## Provided text
▶
Don’t Punish Success: American Antitrust Law & Tech

By: Katie McAuliffe and Laurel Duggan

The global dominance of American tech companies should make our nation beam with pride. Our tech firms are international luminaries of our national values: free speech, open inquiry, and innovation. The tech sector also sustains 18.2 million American jobs and has helped keep small businesses afloat during the pandemic. Yet companies like Google and Facebook—whose successes are a testimony to the American model of free enterprise—are being assaulted from all directions by our elected officials.

The last year has seen a flurry of antitrust investigations by state attorneys general against Google and Facebook. Mississippi A.G. Jim Hood even compared American tech companies to the robber barons of the 1800s. Yet this obsession with antitrust runs contrary to the interests of taxpayers, the vast majority of whom wish their A.G.s would focus on crime rather than punishing American businesses for their success.

State attorneys general are primarily interested in Google’s advertising business and monetizable searches. It is important to note that Google, the largest digital advertising company, still competes with Facebook, Amazon, and numerous other firms without household names like Amobee and Horizontal for its main revenue source: advertising. And this dominance is not static. Google and Facebook’s market shares have dropped in recent years, and Google is projected to see a decline in revenue this year for the first time since 2008.
◀
## Supplied entries
▶
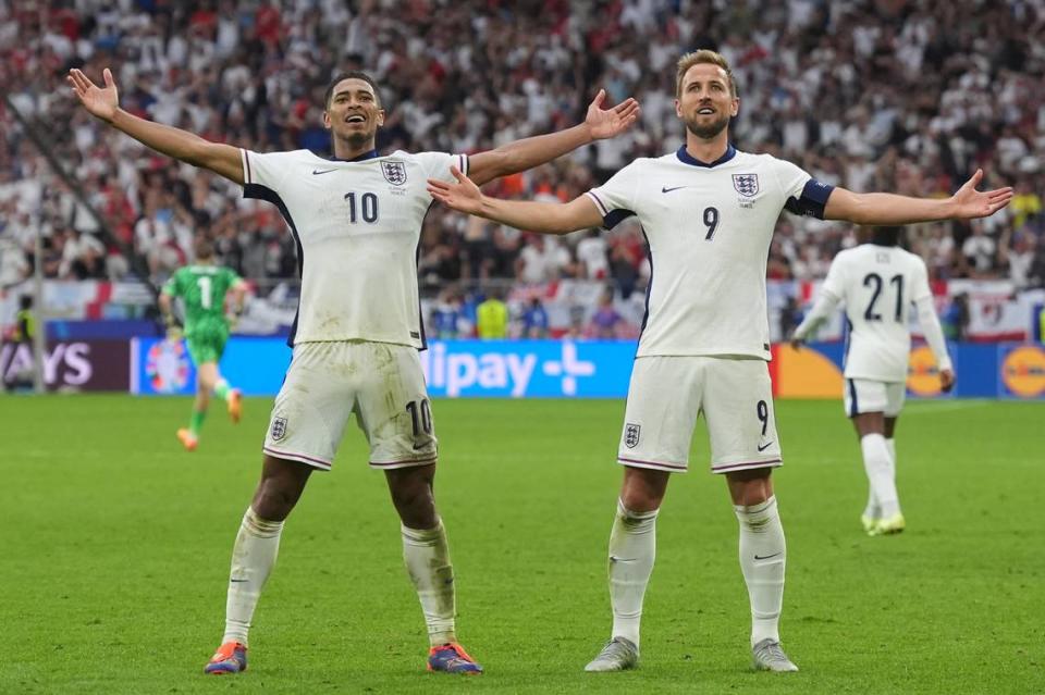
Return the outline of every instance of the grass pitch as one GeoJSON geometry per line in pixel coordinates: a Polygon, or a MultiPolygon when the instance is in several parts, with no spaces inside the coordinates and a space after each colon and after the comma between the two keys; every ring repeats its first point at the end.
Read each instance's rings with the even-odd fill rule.
{"type": "Polygon", "coordinates": [[[641,668],[586,674],[610,630],[623,400],[440,400],[458,632],[487,673],[425,672],[398,523],[349,427],[284,531],[249,670],[204,677],[270,404],[235,427],[212,411],[189,455],[187,399],[0,397],[0,693],[1045,692],[1045,404],[984,401],[909,404],[909,525],[887,538],[860,531],[840,405],[777,404],[782,634],[800,673],[747,670],[737,523],[703,423],[657,522],[641,668]]]}

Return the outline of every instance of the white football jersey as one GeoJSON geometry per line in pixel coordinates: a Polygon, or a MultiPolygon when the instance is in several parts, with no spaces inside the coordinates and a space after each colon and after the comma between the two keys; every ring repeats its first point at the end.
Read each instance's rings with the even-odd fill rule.
{"type": "Polygon", "coordinates": [[[909,310],[933,296],[925,262],[897,246],[861,244],[835,256],[821,290],[843,302],[849,323],[846,378],[907,381],[909,310]]]}
{"type": "Polygon", "coordinates": [[[417,252],[432,198],[464,154],[377,150],[354,160],[309,150],[242,150],[246,198],[274,203],[297,243],[302,297],[290,344],[372,340],[425,347],[417,252]]]}
{"type": "Polygon", "coordinates": [[[834,188],[770,154],[685,147],[638,159],[588,191],[606,228],[637,215],[651,275],[638,357],[770,359],[765,265],[780,211],[823,216],[834,188]]]}

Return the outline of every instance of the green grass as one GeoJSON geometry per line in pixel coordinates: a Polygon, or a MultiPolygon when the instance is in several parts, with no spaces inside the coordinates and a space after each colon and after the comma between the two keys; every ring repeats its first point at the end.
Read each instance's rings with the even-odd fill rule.
{"type": "Polygon", "coordinates": [[[205,678],[270,401],[200,449],[186,399],[0,398],[0,693],[1045,692],[1045,404],[913,402],[898,430],[908,532],[868,538],[837,402],[777,406],[787,467],[783,636],[751,673],[737,523],[693,469],[659,521],[638,671],[586,674],[607,636],[605,548],[623,401],[438,401],[438,497],[477,679],[423,671],[417,598],[380,473],[349,427],[283,534],[250,670],[205,678]]]}

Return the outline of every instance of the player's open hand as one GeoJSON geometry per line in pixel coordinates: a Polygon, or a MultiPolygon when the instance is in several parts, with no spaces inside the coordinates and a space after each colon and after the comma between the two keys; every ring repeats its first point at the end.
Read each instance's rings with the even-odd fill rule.
{"type": "Polygon", "coordinates": [[[112,121],[116,115],[116,109],[120,108],[116,83],[112,79],[112,72],[108,67],[101,71],[101,77],[106,83],[104,87],[90,82],[87,75],[74,67],[69,71],[65,79],[72,85],[73,94],[91,115],[102,121],[112,121]]]}
{"type": "Polygon", "coordinates": [[[429,178],[428,193],[432,198],[454,210],[479,214],[482,209],[482,191],[479,190],[479,186],[460,173],[456,166],[451,166],[450,173],[457,179],[456,184],[429,178]]]}
{"type": "Polygon", "coordinates": [[[1009,204],[1009,201],[1012,200],[1011,186],[995,188],[994,190],[976,190],[976,186],[980,185],[981,181],[983,181],[983,170],[978,169],[976,173],[972,175],[972,178],[967,181],[966,184],[950,197],[950,201],[955,206],[955,213],[952,215],[955,219],[972,220],[975,218],[986,218],[1009,204]]]}
{"type": "Polygon", "coordinates": [[[591,137],[594,140],[602,140],[607,137],[616,137],[639,120],[639,102],[628,98],[612,109],[603,109],[602,104],[606,100],[606,90],[600,89],[594,100],[588,104],[588,116],[585,124],[591,131],[591,137]]]}

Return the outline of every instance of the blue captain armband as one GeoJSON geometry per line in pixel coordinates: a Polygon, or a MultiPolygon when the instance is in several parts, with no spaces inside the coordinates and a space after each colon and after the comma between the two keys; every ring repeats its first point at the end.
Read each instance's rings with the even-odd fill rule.
{"type": "Polygon", "coordinates": [[[817,220],[824,219],[824,208],[827,207],[827,199],[835,189],[831,184],[824,184],[815,178],[806,182],[802,188],[802,195],[798,198],[794,196],[784,203],[784,209],[795,214],[803,214],[817,220]]]}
◀
## Instructions
a. Translate this sentence from the article on antitrust and tech into Spanish: "The last year has seen a flurry of antitrust investigations by state attorneys general against Google and Facebook."
b. Name every company mentioned in the article on antitrust and tech.
c. According to the article on antitrust and tech, how many American jobs does the tech sector sustain?

## Results for each task
a. En el último año se ha producido una oleada de investigaciones antimonopolio de los fiscales generales estatales contra Google y Facebook.

b. Google, Facebook, Amazon, Amobee, Horizontal

c. 18.2 million